#### Source extract
'EO' | Credit: Courtesy Skopia Film

SBIFF is a sufficiently large, diverse and broadly-intentioned festival that it serves many needs and tastes. Many crave the Hollywood celebrity factor and the English language programming. Some flock to social justice documentaries, and some seek out anything with a surfing theme. Some gorge on cinema of all stripes, taking advantage of this once-a-year cavalcade of film in our town, while others heed the plan of maybe catching one or two films during the fest.

And some of us enjoy many aspects of the festival, but mostly appreciate the international component of the program. Which is why the introduction of the new “International Directors Panel” this year — held at the Arlington on Sunday afternoon — is a great idea whose time has come, and should stay.

Festival head Durling, himself an avid fan of the international component of cinema and of this fest, presided over the all-star panel onstage, which included Oscar noms Colm Bairead (The Quiet Girl), Edward Berger (All Quiet on the Western Front), Lukas Dhont (Close), Santiago Mitre (Argentina, 1985) and veteran Polish director behind the miraculous Bresson-influenced Donkey’s eye view EO, Jerzy Skolimowski. Durling pointed out that Skolimowski was a co-writer on the classic early Roman Polanski film Knife in the Water.

And after going through each of the younger directors, it was the witty and wise Skolimowski who created a circular appreciation of the gathered artists. “I have seen all of their films and I love each one,” he said. “They are all the best films, adding with a smile, “including mine.”

He compared EO to the quiet films Close and The Quiet Girl, saying “I am in the same league, talking about things that are difficult to say in words. We tried to give a voice to the voiceless.” Skolimowski also expressed his admiration of Berger’s comment about trying to get various filmmaking factors behind the idea of “being in the stomach of Paul” (the haunted soldier protagonist in All Quiet). Getting into the stomach, heart and mind of characters is a key goal of cinema, here and especially abroad. 

Long Ago and No So Far Away

Just hearing the healthy smattering of Carpenters music in the latest in the line of Carpenters films and docs, Karen Carpenter: Starving for Perfection, fills the heart and ears with her highly personal form of timeless beauty and wonder. It reminds us that, whatever your musical taste or hipness code, hers was one of the great pop voices of all time. That makes her tragic early deaths of anorexia, at age 32, all the more painful, and her story all the more exploitable. 

Fortunately, this Randy Martin-directed doc is unauthorized, therefore without the truth-bending spin her brother Richard Carpenter might have forced upon it, had he been involved. All in all, it is a thorough and affectionately-made chronicle of Karen’s story, and yet one wishes there was less dwelling on her health issues and the demise we already know too much about. The music should be the thing.
########
▸ **Stated goal A**: Retype everything in the rows from the line containing "For each instance of the yellow" down to the end of the rows, keeping every character the same.
#### Recorded data
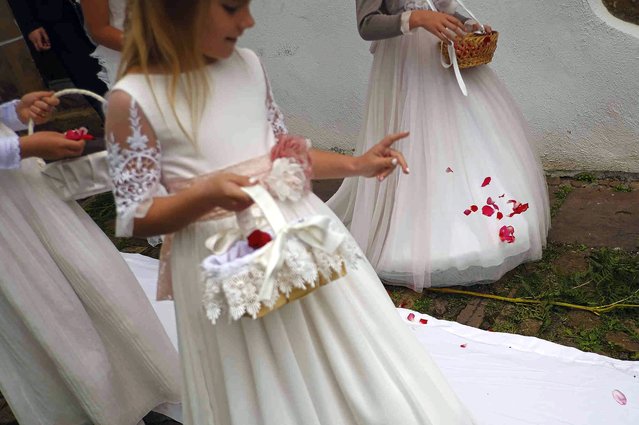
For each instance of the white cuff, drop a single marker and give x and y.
(405, 19)
(9, 116)
(9, 152)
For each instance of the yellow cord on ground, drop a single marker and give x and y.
(596, 310)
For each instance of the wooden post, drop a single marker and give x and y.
(18, 73)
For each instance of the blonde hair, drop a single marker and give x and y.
(163, 36)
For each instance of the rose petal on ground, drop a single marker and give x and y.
(488, 211)
(619, 397)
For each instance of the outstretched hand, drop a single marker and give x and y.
(380, 160)
(38, 106)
########
▸ **Stated goal B**: Echo everything in the film festival review from "SBIFF is a sufficiently" down to "during the fest.", without changing a single character.

▸ **Finished answer A**:
For each instance of the yellow cord on ground, drop a single marker and give x and y.
(596, 310)
For each instance of the wooden post, drop a single marker and give x and y.
(18, 73)
For each instance of the blonde hair, drop a single marker and give x and y.
(163, 36)
For each instance of the rose petal on ground, drop a single marker and give x and y.
(488, 211)
(619, 397)
For each instance of the outstretched hand, drop a single marker and give x and y.
(380, 160)
(38, 106)

▸ **Finished answer B**:
SBIFF is a sufficiently large, diverse and broadly-intentioned festival that it serves many needs and tastes. Many crave the Hollywood celebrity factor and the English language programming. Some flock to social justice documentaries, and some seek out anything with a surfing theme. Some gorge on cinema of all stripes, taking advantage of this once-a-year cavalcade of film in our town, while others heed the plan of maybe catching one or two films during the fest.